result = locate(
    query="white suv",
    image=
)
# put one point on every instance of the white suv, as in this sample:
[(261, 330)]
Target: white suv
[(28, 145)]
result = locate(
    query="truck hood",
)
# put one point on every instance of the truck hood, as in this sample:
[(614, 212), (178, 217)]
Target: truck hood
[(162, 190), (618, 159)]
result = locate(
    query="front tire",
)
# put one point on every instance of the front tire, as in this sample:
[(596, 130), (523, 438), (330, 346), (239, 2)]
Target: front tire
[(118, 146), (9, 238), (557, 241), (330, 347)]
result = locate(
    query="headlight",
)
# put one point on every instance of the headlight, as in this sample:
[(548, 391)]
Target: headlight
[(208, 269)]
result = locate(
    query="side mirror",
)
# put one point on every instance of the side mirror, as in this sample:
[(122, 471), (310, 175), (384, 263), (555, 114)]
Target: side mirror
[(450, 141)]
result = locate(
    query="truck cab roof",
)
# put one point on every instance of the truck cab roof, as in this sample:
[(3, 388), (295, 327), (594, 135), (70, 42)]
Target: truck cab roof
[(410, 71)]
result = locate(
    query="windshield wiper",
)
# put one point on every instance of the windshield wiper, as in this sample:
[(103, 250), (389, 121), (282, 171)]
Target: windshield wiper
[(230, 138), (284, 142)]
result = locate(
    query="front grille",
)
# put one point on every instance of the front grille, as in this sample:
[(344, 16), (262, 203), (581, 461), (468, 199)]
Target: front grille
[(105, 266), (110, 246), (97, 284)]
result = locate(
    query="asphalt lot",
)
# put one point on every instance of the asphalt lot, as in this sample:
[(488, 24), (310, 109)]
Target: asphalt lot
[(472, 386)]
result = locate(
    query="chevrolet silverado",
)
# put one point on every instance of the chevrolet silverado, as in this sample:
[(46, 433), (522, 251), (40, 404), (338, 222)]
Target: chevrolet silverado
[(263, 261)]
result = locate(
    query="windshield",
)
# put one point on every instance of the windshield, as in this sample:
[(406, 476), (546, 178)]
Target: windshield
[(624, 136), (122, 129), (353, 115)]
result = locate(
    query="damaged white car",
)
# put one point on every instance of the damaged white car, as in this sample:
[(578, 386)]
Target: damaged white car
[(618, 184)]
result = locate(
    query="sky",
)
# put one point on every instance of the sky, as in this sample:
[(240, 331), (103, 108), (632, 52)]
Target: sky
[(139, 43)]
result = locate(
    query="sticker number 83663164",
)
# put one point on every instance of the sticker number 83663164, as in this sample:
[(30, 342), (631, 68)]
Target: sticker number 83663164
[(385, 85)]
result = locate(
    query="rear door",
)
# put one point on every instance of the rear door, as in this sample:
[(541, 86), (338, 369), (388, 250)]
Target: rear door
============
Task instructions:
Arrange every line of the entries above as a numbered list, omitting any blank lines.

Problem solution:
1. result = locate(
2.     query="white suv",
3.     image=
4. )
5. # put one point on every instance of the white suv, as in this sample:
6. [(261, 330)]
7. Target: white suv
8. [(28, 145)]
9. result = locate(
10.     query="truck hood",
11. )
12. # put one point on every instance of the truck hood, as in this sample:
13. [(614, 212), (178, 217)]
14. Target: truck hood
15. [(162, 190), (618, 159)]
16. result = locate(
17.     query="front tire",
18. )
19. # put one point on every instance of the front tire, as in this sample:
20. [(596, 130), (523, 438), (330, 346), (239, 2)]
21. Target: front tire
22. [(118, 146), (9, 238), (557, 241), (330, 347)]
23. result = locate(
24.     query="headlight",
25. )
26. # put one point on every instance of the headlight, as in this sample:
27. [(548, 391)]
28. Target: headlight
29. [(208, 269)]
30. result = locate(
31.     query="side mirror",
32. )
33. # put one point on every instance of the side mirror, as in this sample:
34. [(122, 471), (310, 175), (384, 263), (555, 114)]
35. Target: side mirror
36. [(450, 141)]
37. result = locate(
38.     query="truck cab roof",
39. )
40. # put one point on every instance of the truck cab roof, as in this sample:
41. [(3, 388), (295, 327), (594, 135), (70, 42)]
42. Target: truck cab roof
43. [(410, 71)]
44. result = locate(
45.     query="windshield wiper",
46. )
47. # put one point on every instance of the windshield wiper, as in this sample:
48. [(103, 250), (389, 121), (282, 171)]
49. Target: windshield wiper
50. [(230, 138), (284, 142)]
51. result = locate(
52.     query="front grille",
53. )
54. # put one point on every instance of the front grille, as in this sample:
55. [(344, 16), (262, 203), (581, 461), (468, 199)]
56. Target: front grille
57. [(105, 266), (110, 246), (97, 284)]
58. result = locate(
59.     query="asphalt lot",
60. )
61. # put one point on every instance of the asphalt lot, as in this sample:
62. [(488, 24), (310, 109)]
63. Target: asphalt lot
64. [(472, 386)]
65. result = locate(
66.     query="chevrolet silverado",
67. )
68. # put one point on every instance of the chevrolet silverado, as in this sample:
69. [(46, 433), (522, 251), (40, 404), (338, 222)]
70. Target: chevrolet silverado
71. [(263, 261)]
72. result = locate(
73.     query="windshield",
74. )
75. # put one point on every instance of the windshield, as in this sample:
76. [(406, 476), (546, 178)]
77. Target: windshield
78. [(624, 136), (122, 129), (353, 115)]
79. result = locate(
80.     query="damaged white car",
81. )
82. # put one point on every instance of the damaged white car, as in this sample:
83. [(578, 386)]
84. Target: damaged white car
85. [(618, 184)]
86. result = locate(
87.     query="sky",
88. )
89. # put one point on every instance of the sky, as in this sample:
90. [(240, 331), (103, 108), (632, 52)]
91. Target: sky
92. [(139, 43)]
93. result = locate(
94.     query="sticker number 83663164",
95. )
96. # put one point on every instance of the sticker number 83663164, as in this sample:
97. [(30, 342), (631, 68)]
98. Target: sticker number 83663164
99. [(385, 85)]
100. result = locate(
101.     query="rear door",
102. )
103. # put one point on every instance of the rear door, as in this sample:
104. [(541, 86), (338, 369), (388, 250)]
105. Target: rear door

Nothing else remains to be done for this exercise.